§ **PAGE TEXT**
(begin)

Very
interesting. We now have an explanation for the effective fluidity of olivine
which is an important part of mantle rocks.
Drawing the conclusion that this is sufficient for plate tectonics may
be premature.
However it is
good to know that actual continuous deformation is possible and that conforms
to the apparent plasticity we observe.
All good work
and tidies up this part of the issue.
There are other reasons to expect plasticity in these rocks.
Tiny Crystal
Defects Help Drive Plate Tectonics
By By Becky Oskin, Staff Writer
http://news.yahoo.com/tiny-crystal-defects-help-drive-plate-tectonics-173611921.html
Inside most of the Earth, olivine is a hot mineral
whose creepy behavior drives plate tectonics.
In the upper mantle — the top of the planetary layer
between the crust and core — olivine's unusual behavior presents a paradox.
These solid crystals must change shape for plate tectonics to work, oozing like
toothpaste over long time scales. (The mantle's flow helps
push and pull Earth's crustal plates.)
By mimicking the extreme pressures and temperatures
of the mantle in a laboratory, scientists have found that olivine crystals move
by contorting along internal defects. The defects allow one part of a crystal
to slip and slide (or shear) over another part. That's how a single crystal
morphs without breaking. The paradox? There's a missing defect. According to
models, Earth's mantle flows in such a way that there should be three
independent directions of movement for olivine crystals. But until now,
researchers had found only two, said Patrick Cordier, a geophysicist at the
University of Lille in France.
"Olivine shows only defects along two
directions, not three," Cordier said. "This is not enough for
achieving a general deformation. However, olivine-rich natural rocks show
pervasive evidence suggesting that olivine deforms very easily in the
mantle."

(end)

§ **SET TASKS**
(A) In the olivine text, where does Patrick Cordier work?
(B) Retype the part of the olivine text that begins at the words "Tiny Crystal" and stops after "Earth's crustal plates.)".
(C) List every layer of the Earth that the olivine text names.

§ **Detection examples**
(begin)

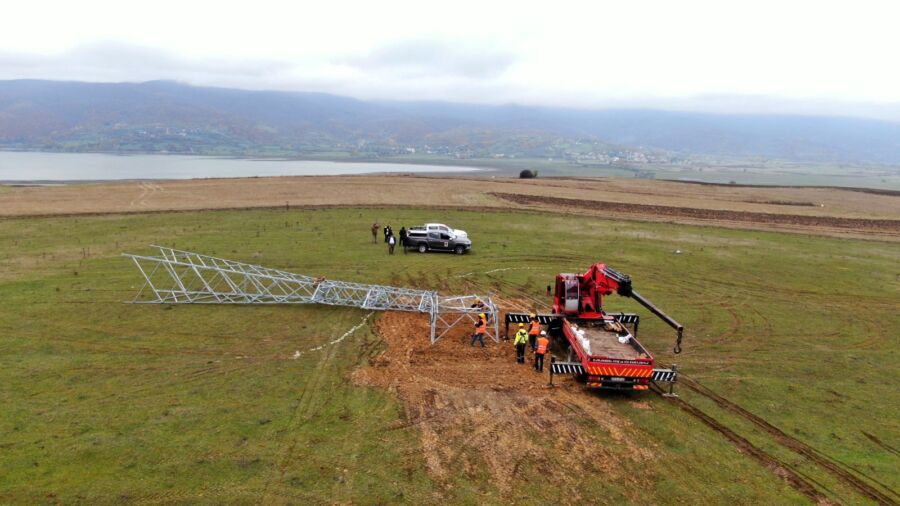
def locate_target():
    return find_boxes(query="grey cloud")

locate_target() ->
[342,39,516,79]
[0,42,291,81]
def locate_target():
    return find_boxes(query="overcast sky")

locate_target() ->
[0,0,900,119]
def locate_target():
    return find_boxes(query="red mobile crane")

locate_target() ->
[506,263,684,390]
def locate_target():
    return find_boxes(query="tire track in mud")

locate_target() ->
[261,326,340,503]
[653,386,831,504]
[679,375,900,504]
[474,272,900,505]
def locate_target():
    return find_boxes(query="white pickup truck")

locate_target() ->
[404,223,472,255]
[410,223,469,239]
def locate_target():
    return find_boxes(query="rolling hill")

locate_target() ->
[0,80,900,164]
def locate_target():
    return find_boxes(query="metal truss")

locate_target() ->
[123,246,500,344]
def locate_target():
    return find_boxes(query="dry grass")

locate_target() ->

(end)

§ **SOLVED PROBLEMS**
(A) He works at the University of Lille in France.

(B)
Tiny Crystal
Defects Help Drive Plate Tectonics
By By Becky Oskin, Staff Writer
http://news.yahoo.com/tiny-crystal-defects-help-drive-plate-tectonics-173611921.html
Inside most of the Earth, olivine is a hot mineral
whose creepy behavior drives plate tectonics.
In the upper mantle — the top of the planetary layer
between the crust and core — olivine's unusual behavior presents a paradox.
These solid crystals must change shape for plate tectonics to work, oozing like
toothpaste over long time scales. (The mantle's flow helps
push and pull Earth's crustal plates.)

(C) Mantle (including the upper mantle), crust, core